__Goal__. Report every line of the listing below that contains the string "ladder", copying each such line in full.

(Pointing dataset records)
○ ○ ○ ○ ○

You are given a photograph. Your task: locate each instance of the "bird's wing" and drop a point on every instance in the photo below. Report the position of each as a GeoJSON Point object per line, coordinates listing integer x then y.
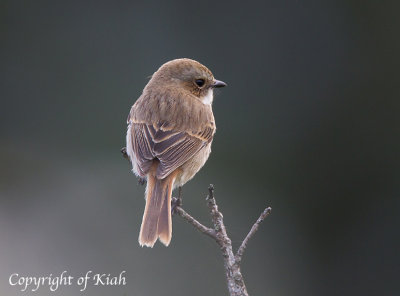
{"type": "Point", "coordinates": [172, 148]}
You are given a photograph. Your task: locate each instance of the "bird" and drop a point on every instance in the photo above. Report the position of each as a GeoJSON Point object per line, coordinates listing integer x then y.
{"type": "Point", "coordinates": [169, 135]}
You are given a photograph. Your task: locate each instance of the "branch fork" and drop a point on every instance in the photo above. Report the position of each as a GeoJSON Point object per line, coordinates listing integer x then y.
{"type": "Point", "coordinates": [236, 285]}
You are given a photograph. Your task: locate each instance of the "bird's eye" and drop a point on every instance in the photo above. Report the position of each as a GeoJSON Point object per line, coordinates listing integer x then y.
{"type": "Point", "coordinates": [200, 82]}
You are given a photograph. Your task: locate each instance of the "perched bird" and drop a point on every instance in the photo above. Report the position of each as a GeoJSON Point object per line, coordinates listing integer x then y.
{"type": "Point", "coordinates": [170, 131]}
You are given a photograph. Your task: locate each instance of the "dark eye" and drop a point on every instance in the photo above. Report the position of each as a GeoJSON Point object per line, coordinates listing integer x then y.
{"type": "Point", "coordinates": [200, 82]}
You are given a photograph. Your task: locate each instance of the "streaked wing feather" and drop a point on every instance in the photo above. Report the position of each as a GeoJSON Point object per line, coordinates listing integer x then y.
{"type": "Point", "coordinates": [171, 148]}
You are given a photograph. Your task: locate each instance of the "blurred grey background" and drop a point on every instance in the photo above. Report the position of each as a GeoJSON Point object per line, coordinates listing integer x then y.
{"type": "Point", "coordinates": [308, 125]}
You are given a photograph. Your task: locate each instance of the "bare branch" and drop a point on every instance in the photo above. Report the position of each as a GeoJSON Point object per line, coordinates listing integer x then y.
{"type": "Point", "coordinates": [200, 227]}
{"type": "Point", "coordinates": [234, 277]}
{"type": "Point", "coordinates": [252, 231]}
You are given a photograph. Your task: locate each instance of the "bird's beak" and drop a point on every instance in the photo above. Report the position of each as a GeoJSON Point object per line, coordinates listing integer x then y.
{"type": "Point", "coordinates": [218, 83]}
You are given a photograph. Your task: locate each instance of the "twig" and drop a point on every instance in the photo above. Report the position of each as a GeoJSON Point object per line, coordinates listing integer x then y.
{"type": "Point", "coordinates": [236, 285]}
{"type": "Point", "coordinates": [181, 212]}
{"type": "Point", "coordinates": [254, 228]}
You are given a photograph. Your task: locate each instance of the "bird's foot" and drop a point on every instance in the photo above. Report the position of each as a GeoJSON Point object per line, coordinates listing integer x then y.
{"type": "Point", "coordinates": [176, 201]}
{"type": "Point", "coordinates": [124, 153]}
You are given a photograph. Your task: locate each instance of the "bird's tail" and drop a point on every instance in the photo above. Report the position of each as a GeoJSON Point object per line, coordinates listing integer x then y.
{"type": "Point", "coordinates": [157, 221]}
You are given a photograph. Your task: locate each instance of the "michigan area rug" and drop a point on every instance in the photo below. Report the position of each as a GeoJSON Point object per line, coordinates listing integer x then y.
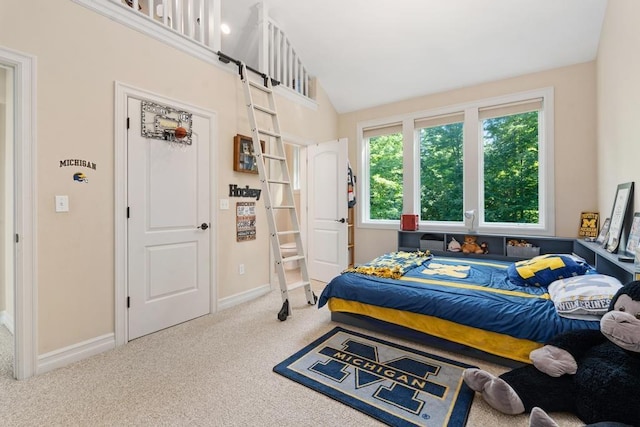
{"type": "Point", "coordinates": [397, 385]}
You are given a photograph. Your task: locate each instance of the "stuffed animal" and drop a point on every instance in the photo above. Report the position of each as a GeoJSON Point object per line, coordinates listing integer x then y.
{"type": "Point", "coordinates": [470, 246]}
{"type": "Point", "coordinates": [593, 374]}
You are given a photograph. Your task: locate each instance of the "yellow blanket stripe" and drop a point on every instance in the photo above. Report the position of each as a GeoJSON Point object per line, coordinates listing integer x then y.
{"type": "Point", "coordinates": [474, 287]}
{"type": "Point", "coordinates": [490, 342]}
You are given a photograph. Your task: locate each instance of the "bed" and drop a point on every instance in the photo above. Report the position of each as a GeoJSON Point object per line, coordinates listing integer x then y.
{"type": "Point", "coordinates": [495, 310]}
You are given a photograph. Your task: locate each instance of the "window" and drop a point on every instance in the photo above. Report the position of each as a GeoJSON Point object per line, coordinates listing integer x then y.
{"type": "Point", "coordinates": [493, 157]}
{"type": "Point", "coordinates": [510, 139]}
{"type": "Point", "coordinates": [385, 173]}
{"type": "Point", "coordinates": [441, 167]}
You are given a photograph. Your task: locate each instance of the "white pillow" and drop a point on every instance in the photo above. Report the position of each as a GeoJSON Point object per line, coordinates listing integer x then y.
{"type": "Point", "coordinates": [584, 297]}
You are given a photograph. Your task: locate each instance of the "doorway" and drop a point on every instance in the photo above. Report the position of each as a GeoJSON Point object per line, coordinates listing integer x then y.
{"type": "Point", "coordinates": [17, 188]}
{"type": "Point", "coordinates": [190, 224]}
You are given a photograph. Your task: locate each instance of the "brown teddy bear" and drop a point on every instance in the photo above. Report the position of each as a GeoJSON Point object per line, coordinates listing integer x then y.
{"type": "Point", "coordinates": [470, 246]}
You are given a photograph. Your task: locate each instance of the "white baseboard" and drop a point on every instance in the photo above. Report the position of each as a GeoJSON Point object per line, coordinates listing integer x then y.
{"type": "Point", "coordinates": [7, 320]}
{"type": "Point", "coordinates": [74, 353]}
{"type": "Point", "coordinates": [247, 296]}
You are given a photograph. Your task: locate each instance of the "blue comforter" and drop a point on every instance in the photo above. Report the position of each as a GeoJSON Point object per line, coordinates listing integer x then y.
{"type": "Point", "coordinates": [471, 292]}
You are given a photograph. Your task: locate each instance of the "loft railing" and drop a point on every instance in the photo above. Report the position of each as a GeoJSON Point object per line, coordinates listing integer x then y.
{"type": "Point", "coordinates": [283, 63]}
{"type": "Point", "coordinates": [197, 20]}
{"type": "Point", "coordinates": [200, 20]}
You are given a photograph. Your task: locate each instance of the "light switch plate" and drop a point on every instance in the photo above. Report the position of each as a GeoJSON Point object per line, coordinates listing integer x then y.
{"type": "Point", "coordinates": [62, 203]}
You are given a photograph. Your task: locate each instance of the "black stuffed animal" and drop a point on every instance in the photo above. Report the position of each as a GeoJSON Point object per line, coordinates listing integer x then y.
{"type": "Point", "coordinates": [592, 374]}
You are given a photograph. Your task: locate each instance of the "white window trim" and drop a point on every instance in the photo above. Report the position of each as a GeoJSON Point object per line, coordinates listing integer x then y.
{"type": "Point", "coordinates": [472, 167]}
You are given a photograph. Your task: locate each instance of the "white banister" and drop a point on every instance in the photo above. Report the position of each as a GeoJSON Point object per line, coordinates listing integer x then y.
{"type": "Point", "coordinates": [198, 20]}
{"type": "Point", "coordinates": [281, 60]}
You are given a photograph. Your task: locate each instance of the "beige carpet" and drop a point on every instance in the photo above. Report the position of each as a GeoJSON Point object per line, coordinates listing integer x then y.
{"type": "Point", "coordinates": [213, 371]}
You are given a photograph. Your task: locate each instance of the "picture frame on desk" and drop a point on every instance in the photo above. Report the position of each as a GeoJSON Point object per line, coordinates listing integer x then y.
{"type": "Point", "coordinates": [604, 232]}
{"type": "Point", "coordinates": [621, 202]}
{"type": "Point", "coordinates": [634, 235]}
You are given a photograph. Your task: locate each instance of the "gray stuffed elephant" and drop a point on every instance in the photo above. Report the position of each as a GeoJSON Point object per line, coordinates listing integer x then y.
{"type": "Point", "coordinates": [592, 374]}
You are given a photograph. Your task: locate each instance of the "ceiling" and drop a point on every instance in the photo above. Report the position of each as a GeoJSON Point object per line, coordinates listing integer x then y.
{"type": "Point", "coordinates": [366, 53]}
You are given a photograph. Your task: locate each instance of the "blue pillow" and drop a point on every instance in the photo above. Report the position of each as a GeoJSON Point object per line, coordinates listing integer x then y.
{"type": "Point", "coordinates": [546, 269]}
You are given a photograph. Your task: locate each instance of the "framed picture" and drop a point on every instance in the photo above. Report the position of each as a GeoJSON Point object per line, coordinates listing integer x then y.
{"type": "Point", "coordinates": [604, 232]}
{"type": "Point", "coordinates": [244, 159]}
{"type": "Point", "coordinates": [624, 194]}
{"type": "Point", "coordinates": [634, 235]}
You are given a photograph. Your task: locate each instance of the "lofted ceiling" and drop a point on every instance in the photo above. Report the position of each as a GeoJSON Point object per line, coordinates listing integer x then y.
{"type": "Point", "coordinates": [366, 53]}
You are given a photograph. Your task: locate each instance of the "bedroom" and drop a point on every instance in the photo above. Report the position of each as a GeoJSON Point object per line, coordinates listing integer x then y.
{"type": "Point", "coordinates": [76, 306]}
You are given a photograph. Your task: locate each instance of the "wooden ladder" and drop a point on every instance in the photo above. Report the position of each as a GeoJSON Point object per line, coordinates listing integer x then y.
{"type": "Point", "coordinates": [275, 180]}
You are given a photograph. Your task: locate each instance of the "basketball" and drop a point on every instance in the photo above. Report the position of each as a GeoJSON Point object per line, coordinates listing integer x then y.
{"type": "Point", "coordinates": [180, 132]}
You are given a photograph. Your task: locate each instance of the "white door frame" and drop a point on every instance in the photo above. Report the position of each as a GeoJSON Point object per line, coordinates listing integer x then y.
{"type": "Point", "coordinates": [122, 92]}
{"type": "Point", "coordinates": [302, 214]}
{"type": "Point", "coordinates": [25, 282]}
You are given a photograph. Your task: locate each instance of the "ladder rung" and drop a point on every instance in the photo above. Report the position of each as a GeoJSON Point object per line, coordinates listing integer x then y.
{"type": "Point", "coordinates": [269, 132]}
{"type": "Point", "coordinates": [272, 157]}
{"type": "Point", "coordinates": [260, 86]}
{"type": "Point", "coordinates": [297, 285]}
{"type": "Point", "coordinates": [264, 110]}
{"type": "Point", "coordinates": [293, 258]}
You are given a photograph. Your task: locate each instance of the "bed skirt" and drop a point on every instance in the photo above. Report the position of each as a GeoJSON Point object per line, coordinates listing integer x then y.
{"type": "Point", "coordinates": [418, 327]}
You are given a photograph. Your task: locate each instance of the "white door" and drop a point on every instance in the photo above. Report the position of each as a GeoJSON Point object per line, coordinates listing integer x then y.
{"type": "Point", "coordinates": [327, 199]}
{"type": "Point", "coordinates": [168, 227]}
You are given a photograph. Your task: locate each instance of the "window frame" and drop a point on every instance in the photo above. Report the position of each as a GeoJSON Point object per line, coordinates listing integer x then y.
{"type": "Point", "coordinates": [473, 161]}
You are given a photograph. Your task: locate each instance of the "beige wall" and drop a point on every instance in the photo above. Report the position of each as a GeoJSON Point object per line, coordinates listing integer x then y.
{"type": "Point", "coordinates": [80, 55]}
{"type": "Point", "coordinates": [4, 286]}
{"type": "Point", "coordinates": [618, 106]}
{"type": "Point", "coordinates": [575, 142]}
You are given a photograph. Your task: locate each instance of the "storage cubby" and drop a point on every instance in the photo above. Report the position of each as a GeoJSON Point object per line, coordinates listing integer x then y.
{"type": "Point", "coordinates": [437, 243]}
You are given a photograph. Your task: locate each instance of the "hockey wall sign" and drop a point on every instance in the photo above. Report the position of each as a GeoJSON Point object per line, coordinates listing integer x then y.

○ ○ ○ ○ ○

__Solution to the problem__.
You are given a photograph. Your task: locate each instance of the "wooden ladder" and drop a point on every instance in the photo above. Report the position of each as a GeoJSON Point object per line, coordinates listing integer x then y.
You are given a photograph. Your task: locate each instance of the "ladder rung" and drop a point on every instance in the photo above. Report the position of each as a GeoJSON Point object per line, coordinates listing integer x then y.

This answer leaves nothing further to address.